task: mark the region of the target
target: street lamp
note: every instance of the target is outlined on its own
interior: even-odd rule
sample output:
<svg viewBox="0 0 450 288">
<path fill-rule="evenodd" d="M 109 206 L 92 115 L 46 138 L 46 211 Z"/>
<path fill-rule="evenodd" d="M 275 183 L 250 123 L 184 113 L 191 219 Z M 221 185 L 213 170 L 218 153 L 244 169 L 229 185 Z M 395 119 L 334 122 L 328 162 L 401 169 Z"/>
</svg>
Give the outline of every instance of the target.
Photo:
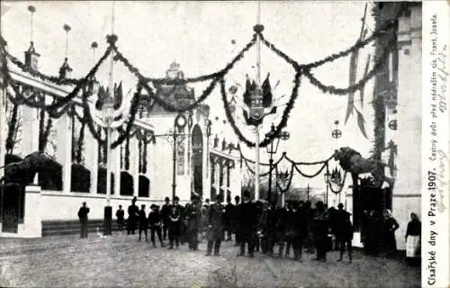
<svg viewBox="0 0 450 288">
<path fill-rule="evenodd" d="M 272 123 L 270 128 L 270 131 L 266 134 L 266 139 L 272 139 L 270 141 L 270 145 L 267 145 L 266 148 L 267 148 L 267 153 L 270 155 L 269 159 L 269 189 L 267 193 L 267 201 L 270 202 L 272 200 L 272 166 L 274 164 L 274 154 L 278 150 L 278 145 L 280 144 L 280 140 L 287 140 L 289 139 L 289 132 L 283 131 L 281 134 L 274 136 L 275 134 L 275 126 Z M 274 145 L 274 142 L 275 145 Z"/>
<path fill-rule="evenodd" d="M 174 121 L 174 129 L 166 134 L 155 135 L 155 137 L 163 137 L 172 146 L 172 201 L 176 195 L 176 151 L 177 144 L 181 144 L 183 140 L 189 137 L 189 133 L 181 133 L 187 124 L 185 115 L 180 113 Z M 180 138 L 182 138 L 180 140 Z M 168 140 L 168 139 L 171 140 Z"/>
<path fill-rule="evenodd" d="M 325 177 L 325 186 L 326 186 L 326 196 L 325 196 L 325 203 L 328 205 L 328 183 L 329 183 L 329 176 L 331 174 L 329 174 L 328 170 L 327 169 L 327 172 L 323 175 Z"/>
<path fill-rule="evenodd" d="M 104 207 L 104 235 L 111 235 L 112 207 L 111 206 L 111 125 L 114 121 L 114 99 L 110 94 L 102 108 L 102 118 L 106 125 L 106 206 Z"/>
</svg>

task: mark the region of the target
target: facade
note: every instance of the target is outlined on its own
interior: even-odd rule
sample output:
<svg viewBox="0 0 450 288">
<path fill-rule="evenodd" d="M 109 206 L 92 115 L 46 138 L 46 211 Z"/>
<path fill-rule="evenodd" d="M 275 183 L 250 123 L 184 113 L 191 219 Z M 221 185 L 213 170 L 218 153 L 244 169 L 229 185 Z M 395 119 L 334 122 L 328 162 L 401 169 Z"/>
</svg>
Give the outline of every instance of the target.
<svg viewBox="0 0 450 288">
<path fill-rule="evenodd" d="M 39 54 L 32 47 L 25 55 L 28 69 L 37 71 Z M 69 69 L 65 61 L 59 71 L 60 77 L 68 77 Z M 40 135 L 42 133 L 40 123 L 50 122 L 49 116 L 40 109 L 21 104 L 18 106 L 21 122 L 16 131 L 21 137 L 14 148 L 4 148 L 7 147 L 5 142 L 11 120 L 6 115 L 11 115 L 14 104 L 10 97 L 14 97 L 14 93 L 21 93 L 22 95 L 39 94 L 46 103 L 50 103 L 53 97 L 67 96 L 73 86 L 55 85 L 9 60 L 8 70 L 12 77 L 11 85 L 2 90 L 0 105 L 0 163 L 5 163 L 5 159 L 9 163 L 11 161 L 8 159 L 11 158 L 20 161 L 25 156 L 40 150 L 49 155 L 57 166 L 60 166 L 61 184 L 48 184 L 41 179 L 49 176 L 38 174 L 32 182 L 33 185 L 27 186 L 22 192 L 11 192 L 2 187 L 0 237 L 41 237 L 42 221 L 76 220 L 76 212 L 83 202 L 86 202 L 90 208 L 91 220 L 102 220 L 107 203 L 104 167 L 107 161 L 106 148 L 98 144 L 86 127 L 84 128 L 84 137 L 79 136 L 83 126 L 79 119 L 67 113 L 55 119 L 49 130 L 48 142 L 42 148 L 40 147 Z M 166 76 L 183 77 L 179 65 L 171 65 Z M 194 89 L 185 86 L 176 87 L 174 94 L 165 94 L 168 90 L 174 91 L 169 87 L 156 88 L 157 94 L 169 102 L 190 103 L 194 100 Z M 93 102 L 96 100 L 93 99 Z M 73 109 L 82 113 L 81 98 L 76 97 L 73 104 Z M 207 105 L 200 105 L 190 112 L 177 114 L 166 112 L 157 106 L 146 113 L 145 108 L 148 104 L 141 103 L 140 116 L 135 120 L 130 137 L 112 149 L 110 204 L 113 212 L 119 204 L 126 210 L 134 196 L 138 197 L 138 204 L 143 203 L 148 207 L 151 203 L 163 202 L 166 196 L 172 199 L 174 163 L 176 194 L 182 203 L 189 202 L 193 194 L 202 196 L 203 200 L 212 198 L 212 171 L 218 171 L 212 167 L 219 163 L 228 166 L 227 169 L 221 170 L 222 176 L 228 179 L 227 184 L 222 184 L 222 188 L 226 188 L 227 193 L 233 196 L 240 194 L 240 166 L 237 164 L 238 152 L 221 149 L 213 145 Z M 176 127 L 176 137 L 174 137 L 176 121 L 183 124 L 183 129 Z M 183 121 L 185 122 L 181 123 Z M 100 135 L 102 138 L 105 136 L 102 130 Z M 112 130 L 112 140 L 118 135 L 117 130 Z M 174 139 L 176 149 L 173 148 Z M 173 161 L 174 152 L 176 161 Z M 76 178 L 76 174 L 78 173 L 74 171 L 79 170 L 84 171 L 83 179 L 89 184 L 81 184 L 82 188 L 75 188 L 84 182 L 78 179 L 74 183 L 73 179 Z M 0 169 L 0 176 L 4 176 L 4 169 Z"/>
<path fill-rule="evenodd" d="M 375 13 L 377 25 L 392 19 L 400 4 L 382 4 L 382 9 Z M 389 60 L 375 76 L 375 142 L 380 144 L 375 147 L 374 156 L 387 164 L 384 175 L 391 180 L 384 183 L 381 191 L 370 188 L 361 191 L 373 195 L 380 194 L 380 197 L 362 200 L 362 196 L 356 199 L 355 194 L 346 194 L 346 207 L 353 212 L 356 226 L 360 224 L 364 201 L 392 210 L 400 224 L 395 233 L 399 249 L 405 249 L 410 213 L 419 217 L 421 214 L 421 4 L 409 3 L 406 13 L 399 18 L 396 49 L 391 51 Z M 385 44 L 376 42 L 375 51 L 382 45 Z M 362 184 L 364 179 L 359 181 Z M 354 245 L 362 246 L 358 227 L 356 230 Z"/>
</svg>

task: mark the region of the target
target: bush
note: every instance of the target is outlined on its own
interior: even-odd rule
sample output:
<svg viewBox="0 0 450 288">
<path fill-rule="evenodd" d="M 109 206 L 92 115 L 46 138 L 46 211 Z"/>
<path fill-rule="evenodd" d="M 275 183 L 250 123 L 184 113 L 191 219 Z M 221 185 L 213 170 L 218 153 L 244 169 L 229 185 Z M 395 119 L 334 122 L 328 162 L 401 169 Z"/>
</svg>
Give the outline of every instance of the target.
<svg viewBox="0 0 450 288">
<path fill-rule="evenodd" d="M 89 193 L 91 189 L 91 171 L 81 164 L 72 164 L 70 191 Z"/>
</svg>

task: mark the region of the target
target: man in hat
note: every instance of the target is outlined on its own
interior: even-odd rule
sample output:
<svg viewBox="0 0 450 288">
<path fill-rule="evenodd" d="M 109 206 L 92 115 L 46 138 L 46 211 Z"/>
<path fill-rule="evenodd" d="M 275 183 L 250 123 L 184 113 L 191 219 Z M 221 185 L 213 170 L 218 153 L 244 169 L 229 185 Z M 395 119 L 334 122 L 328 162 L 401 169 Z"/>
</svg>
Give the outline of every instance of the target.
<svg viewBox="0 0 450 288">
<path fill-rule="evenodd" d="M 238 256 L 245 255 L 246 243 L 248 245 L 248 254 L 254 256 L 253 236 L 257 229 L 257 211 L 256 207 L 250 201 L 250 193 L 244 192 L 244 202 L 240 204 L 238 211 L 239 225 L 238 233 L 240 235 L 240 253 Z"/>
<path fill-rule="evenodd" d="M 167 238 L 167 230 L 168 230 L 168 227 L 169 227 L 169 224 L 170 224 L 170 220 L 169 220 L 169 214 L 170 214 L 170 212 L 171 212 L 171 209 L 170 209 L 170 198 L 169 197 L 166 197 L 166 199 L 164 200 L 166 202 L 166 203 L 163 205 L 163 207 L 161 208 L 161 220 L 163 220 L 163 239 L 166 240 Z"/>
<path fill-rule="evenodd" d="M 136 221 L 139 217 L 140 209 L 136 205 L 138 198 L 134 197 L 131 200 L 131 205 L 128 206 L 128 222 L 127 222 L 127 234 L 134 235 L 134 230 L 136 230 Z"/>
<path fill-rule="evenodd" d="M 148 224 L 150 225 L 150 239 L 153 244 L 153 248 L 157 248 L 157 245 L 155 244 L 155 232 L 158 235 L 161 247 L 164 247 L 163 238 L 161 236 L 161 227 L 163 225 L 163 221 L 159 213 L 159 207 L 158 205 L 151 204 L 150 206 Z"/>
<path fill-rule="evenodd" d="M 231 241 L 231 220 L 234 212 L 234 205 L 231 203 L 231 197 L 227 196 L 227 204 L 225 205 L 225 213 L 223 214 L 223 225 L 225 235 L 225 241 Z"/>
<path fill-rule="evenodd" d="M 224 207 L 221 204 L 223 196 L 216 196 L 216 202 L 211 205 L 208 211 L 208 247 L 206 256 L 210 256 L 214 246 L 214 256 L 220 256 L 220 243 L 223 236 L 223 212 Z"/>
<path fill-rule="evenodd" d="M 140 235 L 142 232 L 145 234 L 145 240 L 146 242 L 148 241 L 147 238 L 147 229 L 148 228 L 148 222 L 147 220 L 147 213 L 145 212 L 145 205 L 142 204 L 140 205 L 140 211 L 139 213 L 139 221 L 140 221 L 140 238 L 139 240 L 140 241 Z"/>
<path fill-rule="evenodd" d="M 198 233 L 202 220 L 202 211 L 199 198 L 195 195 L 191 197 L 191 205 L 184 211 L 184 220 L 186 221 L 187 241 L 189 250 L 198 249 Z"/>
<path fill-rule="evenodd" d="M 117 217 L 117 229 L 119 231 L 123 230 L 123 222 L 125 218 L 125 212 L 122 209 L 122 205 L 119 205 L 119 209 L 115 212 L 115 217 Z"/>
<path fill-rule="evenodd" d="M 81 224 L 80 238 L 87 238 L 87 214 L 89 213 L 89 208 L 87 208 L 86 202 L 83 202 L 83 206 L 78 210 L 78 219 Z"/>
<path fill-rule="evenodd" d="M 348 248 L 348 259 L 352 262 L 352 239 L 353 239 L 353 226 L 350 221 L 350 213 L 345 211 L 344 205 L 339 203 L 338 205 L 338 212 L 336 212 L 336 226 L 335 236 L 339 243 L 340 256 L 338 262 L 342 261 L 346 245 Z"/>
<path fill-rule="evenodd" d="M 328 234 L 328 217 L 325 211 L 323 202 L 316 203 L 316 214 L 314 215 L 312 233 L 316 246 L 317 256 L 315 260 L 327 261 L 327 241 Z"/>
<path fill-rule="evenodd" d="M 233 229 L 233 233 L 235 233 L 234 236 L 234 246 L 238 246 L 239 241 L 240 241 L 240 235 L 238 233 L 238 225 L 239 225 L 239 208 L 240 208 L 240 197 L 236 196 L 234 197 L 234 209 L 231 213 L 231 227 Z"/>
</svg>

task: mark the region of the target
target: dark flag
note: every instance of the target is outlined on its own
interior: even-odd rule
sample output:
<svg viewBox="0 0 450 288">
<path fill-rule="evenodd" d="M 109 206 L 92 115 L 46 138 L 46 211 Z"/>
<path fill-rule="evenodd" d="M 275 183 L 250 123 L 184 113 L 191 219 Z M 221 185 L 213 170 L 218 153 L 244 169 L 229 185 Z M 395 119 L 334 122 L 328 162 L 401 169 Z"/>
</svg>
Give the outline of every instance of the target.
<svg viewBox="0 0 450 288">
<path fill-rule="evenodd" d="M 122 81 L 118 86 L 114 86 L 114 109 L 119 109 L 123 101 L 123 91 L 122 88 Z"/>
<path fill-rule="evenodd" d="M 272 105 L 272 87 L 269 82 L 270 73 L 267 73 L 267 77 L 264 80 L 261 88 L 263 89 L 263 106 L 268 108 Z"/>
</svg>

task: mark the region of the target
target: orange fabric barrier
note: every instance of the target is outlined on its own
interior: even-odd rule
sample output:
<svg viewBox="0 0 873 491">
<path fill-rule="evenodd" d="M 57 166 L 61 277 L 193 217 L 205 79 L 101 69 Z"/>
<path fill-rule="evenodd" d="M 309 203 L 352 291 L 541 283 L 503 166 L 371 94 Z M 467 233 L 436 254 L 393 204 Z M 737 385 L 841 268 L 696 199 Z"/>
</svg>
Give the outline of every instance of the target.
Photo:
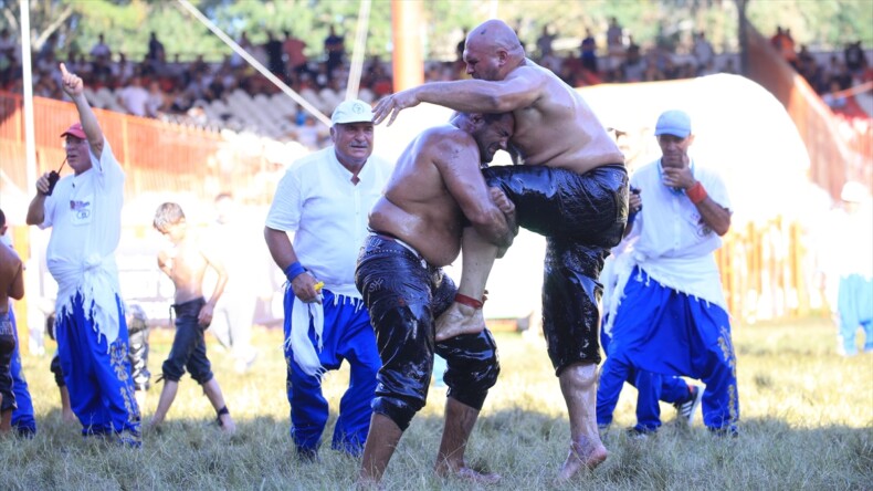
<svg viewBox="0 0 873 491">
<path fill-rule="evenodd" d="M 0 189 L 15 187 L 31 196 L 21 104 L 21 96 L 0 93 L 0 171 L 4 175 Z M 33 105 L 36 168 L 42 175 L 63 161 L 60 135 L 77 115 L 69 102 L 34 97 Z M 253 138 L 252 148 L 244 148 L 217 132 L 97 108 L 94 112 L 128 175 L 127 201 L 146 192 L 186 192 L 211 202 L 219 192 L 240 189 L 241 201 L 270 202 L 272 190 L 255 186 L 255 179 L 275 169 L 265 160 L 257 138 Z"/>
<path fill-rule="evenodd" d="M 810 180 L 833 199 L 846 180 L 873 182 L 873 129 L 834 116 L 821 97 L 751 25 L 748 29 L 747 76 L 785 105 L 810 158 Z"/>
</svg>

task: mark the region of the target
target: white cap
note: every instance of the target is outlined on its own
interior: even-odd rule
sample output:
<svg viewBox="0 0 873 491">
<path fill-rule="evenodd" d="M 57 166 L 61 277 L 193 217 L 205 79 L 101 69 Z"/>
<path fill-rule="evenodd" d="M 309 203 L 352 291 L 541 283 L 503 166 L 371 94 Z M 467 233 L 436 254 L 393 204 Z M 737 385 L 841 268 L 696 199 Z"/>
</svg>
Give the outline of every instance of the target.
<svg viewBox="0 0 873 491">
<path fill-rule="evenodd" d="M 372 123 L 372 107 L 366 102 L 353 98 L 343 101 L 330 116 L 332 125 L 345 125 L 348 123 Z"/>
</svg>

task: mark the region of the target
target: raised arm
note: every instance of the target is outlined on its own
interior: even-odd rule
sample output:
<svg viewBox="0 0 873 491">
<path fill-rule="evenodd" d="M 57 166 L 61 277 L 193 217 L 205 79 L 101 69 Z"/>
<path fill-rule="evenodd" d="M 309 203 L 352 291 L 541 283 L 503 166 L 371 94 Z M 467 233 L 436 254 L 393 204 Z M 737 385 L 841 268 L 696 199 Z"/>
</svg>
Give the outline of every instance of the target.
<svg viewBox="0 0 873 491">
<path fill-rule="evenodd" d="M 85 84 L 82 82 L 82 79 L 67 72 L 66 65 L 63 63 L 61 63 L 61 88 L 76 105 L 78 121 L 82 123 L 85 136 L 88 137 L 91 149 L 99 158 L 103 154 L 103 130 L 99 123 L 97 123 L 97 116 L 94 115 L 87 98 L 85 98 Z"/>
<path fill-rule="evenodd" d="M 402 109 L 422 102 L 464 113 L 508 113 L 534 104 L 546 82 L 545 75 L 536 69 L 520 66 L 499 82 L 461 80 L 427 83 L 382 97 L 372 112 L 372 122 L 379 124 L 388 118 L 390 126 Z"/>
</svg>

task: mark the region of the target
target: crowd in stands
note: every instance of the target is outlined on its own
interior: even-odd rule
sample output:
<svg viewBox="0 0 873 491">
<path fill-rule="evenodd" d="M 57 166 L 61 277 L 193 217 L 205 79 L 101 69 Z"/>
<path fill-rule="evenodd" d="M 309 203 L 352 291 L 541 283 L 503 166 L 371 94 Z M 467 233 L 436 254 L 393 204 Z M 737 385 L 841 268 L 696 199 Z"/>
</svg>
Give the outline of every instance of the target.
<svg viewBox="0 0 873 491">
<path fill-rule="evenodd" d="M 777 27 L 770 44 L 835 112 L 846 108 L 845 91 L 873 81 L 873 66 L 860 41 L 846 43 L 842 56 L 832 53 L 827 63 L 819 63 L 806 44 L 797 49 L 790 29 Z"/>
<path fill-rule="evenodd" d="M 465 38 L 466 32 L 463 35 Z M 465 76 L 464 38 L 457 43 L 454 61 L 425 64 L 427 82 Z M 604 35 L 607 45 L 602 49 L 597 45 L 590 29 L 575 50 L 556 50 L 554 44 L 558 38 L 557 32 L 544 27 L 535 45 L 526 46 L 527 52 L 571 86 L 677 80 L 738 71 L 736 56 L 717 56 L 703 31 L 694 33 L 693 42 L 684 46 L 683 54 L 660 46 L 643 50 L 616 18 L 609 20 Z M 307 58 L 306 43 L 290 31 L 284 31 L 282 36 L 267 32 L 267 41 L 263 44 L 252 43 L 243 32 L 236 42 L 324 114 L 330 114 L 343 100 L 349 67 L 344 35 L 333 27 L 317 60 Z M 806 45 L 796 50 L 788 29 L 779 28 L 771 43 L 834 109 L 845 103 L 841 91 L 873 80 L 860 42 L 846 44 L 842 56 L 833 53 L 828 64 L 818 63 Z M 103 35 L 87 54 L 71 51 L 59 56 L 55 45 L 56 39 L 51 36 L 33 54 L 35 96 L 62 98 L 55 70 L 62 59 L 71 72 L 85 80 L 85 85 L 92 90 L 88 97 L 96 107 L 207 127 L 252 128 L 270 137 L 298 140 L 309 148 L 319 148 L 328 139 L 323 125 L 235 52 L 220 63 L 206 62 L 202 56 L 180 62 L 178 54 L 170 61 L 154 32 L 140 62 L 128 61 L 124 53 L 114 52 Z M 18 39 L 2 30 L 0 90 L 22 92 L 20 51 Z M 378 56 L 367 60 L 358 96 L 371 102 L 391 92 L 390 63 Z M 254 106 L 255 111 L 241 108 L 243 105 Z M 255 114 L 259 112 L 264 114 Z M 261 127 L 263 124 L 269 126 L 266 130 Z"/>
</svg>

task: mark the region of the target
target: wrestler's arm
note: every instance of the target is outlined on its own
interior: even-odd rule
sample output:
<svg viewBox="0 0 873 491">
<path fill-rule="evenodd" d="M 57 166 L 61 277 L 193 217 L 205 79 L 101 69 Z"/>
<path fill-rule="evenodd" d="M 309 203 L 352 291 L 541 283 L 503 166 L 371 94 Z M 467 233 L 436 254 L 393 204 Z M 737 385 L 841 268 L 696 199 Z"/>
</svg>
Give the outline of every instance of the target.
<svg viewBox="0 0 873 491">
<path fill-rule="evenodd" d="M 543 82 L 532 69 L 516 69 L 499 82 L 461 80 L 436 82 L 411 88 L 420 102 L 439 104 L 464 113 L 509 113 L 539 98 Z"/>
<path fill-rule="evenodd" d="M 455 134 L 441 142 L 433 155 L 449 194 L 473 228 L 488 242 L 508 248 L 515 230 L 492 200 L 478 168 L 478 148 L 473 138 Z"/>
<path fill-rule="evenodd" d="M 61 87 L 73 100 L 78 112 L 78 121 L 82 123 L 82 129 L 85 130 L 85 136 L 88 137 L 88 145 L 91 150 L 99 159 L 103 154 L 103 130 L 97 116 L 91 109 L 87 98 L 85 98 L 85 84 L 81 77 L 66 71 L 66 65 L 61 63 Z"/>
<path fill-rule="evenodd" d="M 497 82 L 462 80 L 431 82 L 382 97 L 374 109 L 374 124 L 389 117 L 393 123 L 400 111 L 427 102 L 464 113 L 508 113 L 533 105 L 546 87 L 545 75 L 520 66 Z"/>
<path fill-rule="evenodd" d="M 518 234 L 518 222 L 516 221 L 515 215 L 515 203 L 503 192 L 503 189 L 496 187 L 490 187 L 488 191 L 491 192 L 491 199 L 494 201 L 494 205 L 503 212 L 503 216 L 506 218 L 506 226 L 509 228 L 511 233 L 513 237 Z M 497 259 L 503 258 L 506 251 L 509 249 L 511 244 L 506 247 L 502 247 L 497 250 Z"/>
</svg>

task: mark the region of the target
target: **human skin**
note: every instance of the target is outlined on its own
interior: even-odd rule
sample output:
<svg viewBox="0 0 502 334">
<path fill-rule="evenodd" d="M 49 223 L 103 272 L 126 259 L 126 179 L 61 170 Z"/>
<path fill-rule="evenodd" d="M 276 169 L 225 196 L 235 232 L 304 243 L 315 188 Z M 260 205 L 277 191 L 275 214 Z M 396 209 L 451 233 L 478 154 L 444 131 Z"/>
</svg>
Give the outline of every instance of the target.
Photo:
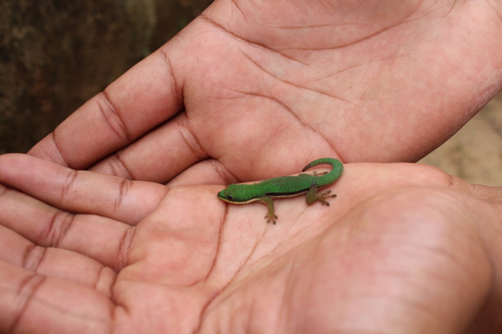
<svg viewBox="0 0 502 334">
<path fill-rule="evenodd" d="M 34 166 L 36 166 L 36 168 Z M 320 169 L 322 171 L 323 170 Z M 495 333 L 502 191 L 350 163 L 331 205 L 0 156 L 0 331 Z"/>
<path fill-rule="evenodd" d="M 272 3 L 215 2 L 0 156 L 0 331 L 500 331 L 500 189 L 347 163 L 274 226 L 207 185 L 416 160 L 500 90 L 500 3 Z"/>
<path fill-rule="evenodd" d="M 415 161 L 500 90 L 490 1 L 215 1 L 29 154 L 171 184 Z"/>
</svg>

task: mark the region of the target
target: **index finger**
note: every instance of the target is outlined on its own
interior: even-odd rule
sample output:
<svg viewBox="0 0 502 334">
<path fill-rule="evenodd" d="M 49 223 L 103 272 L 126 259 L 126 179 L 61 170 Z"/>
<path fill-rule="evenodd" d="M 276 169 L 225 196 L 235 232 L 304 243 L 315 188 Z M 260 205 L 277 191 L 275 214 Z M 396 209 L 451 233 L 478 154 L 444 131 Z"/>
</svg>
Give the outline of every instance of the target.
<svg viewBox="0 0 502 334">
<path fill-rule="evenodd" d="M 86 102 L 35 145 L 32 155 L 85 169 L 183 108 L 165 53 L 157 51 Z"/>
</svg>

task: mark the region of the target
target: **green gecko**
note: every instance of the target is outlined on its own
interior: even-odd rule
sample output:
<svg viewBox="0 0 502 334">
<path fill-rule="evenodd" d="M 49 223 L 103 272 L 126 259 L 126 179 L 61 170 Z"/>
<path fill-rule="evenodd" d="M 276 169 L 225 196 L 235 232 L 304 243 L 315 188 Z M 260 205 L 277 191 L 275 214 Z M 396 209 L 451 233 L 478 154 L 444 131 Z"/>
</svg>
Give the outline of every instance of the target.
<svg viewBox="0 0 502 334">
<path fill-rule="evenodd" d="M 274 178 L 253 185 L 231 184 L 218 193 L 218 198 L 235 204 L 245 204 L 255 201 L 266 204 L 269 208 L 269 213 L 265 216 L 267 222 L 272 221 L 275 224 L 277 216 L 274 211 L 272 198 L 292 197 L 306 193 L 307 204 L 319 201 L 323 205 L 329 205 L 326 199 L 336 195 L 329 195 L 330 190 L 324 193 L 317 192 L 319 188 L 333 183 L 340 177 L 343 171 L 342 163 L 332 158 L 318 159 L 305 166 L 302 172 L 323 164 L 331 165 L 333 169 L 329 173 L 317 174 L 314 172 L 313 175 L 299 174 L 297 176 Z"/>
</svg>

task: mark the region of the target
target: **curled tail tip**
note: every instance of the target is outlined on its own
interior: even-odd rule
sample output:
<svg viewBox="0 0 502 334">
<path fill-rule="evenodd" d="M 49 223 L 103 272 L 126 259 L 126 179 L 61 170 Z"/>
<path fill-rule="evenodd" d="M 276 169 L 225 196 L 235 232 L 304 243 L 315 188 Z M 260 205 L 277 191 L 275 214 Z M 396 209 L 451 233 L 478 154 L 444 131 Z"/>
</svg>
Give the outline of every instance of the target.
<svg viewBox="0 0 502 334">
<path fill-rule="evenodd" d="M 340 160 L 335 159 L 334 158 L 322 158 L 321 159 L 317 159 L 317 160 L 314 160 L 312 161 L 306 166 L 303 168 L 302 170 L 302 172 L 305 172 L 309 168 L 314 167 L 314 166 L 317 166 L 319 164 L 329 164 L 330 165 L 333 169 L 338 167 L 340 168 L 343 168 L 343 165 Z"/>
</svg>

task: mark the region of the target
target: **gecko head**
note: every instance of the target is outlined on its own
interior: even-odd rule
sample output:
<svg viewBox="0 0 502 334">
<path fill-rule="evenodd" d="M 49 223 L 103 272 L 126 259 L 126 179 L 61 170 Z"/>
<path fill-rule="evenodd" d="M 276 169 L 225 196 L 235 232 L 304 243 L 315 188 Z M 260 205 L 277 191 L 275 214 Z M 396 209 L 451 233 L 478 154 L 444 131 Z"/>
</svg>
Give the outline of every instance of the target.
<svg viewBox="0 0 502 334">
<path fill-rule="evenodd" d="M 238 191 L 238 187 L 237 185 L 231 184 L 218 193 L 218 198 L 230 203 L 235 203 L 241 202 L 239 199 Z"/>
</svg>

| Instructions for the task |
Which lines in the data above contain the string "gecko"? Return each such line in full, and treat case as significant when matching.

| Task answer |
target: **green gecko**
target: **gecko head**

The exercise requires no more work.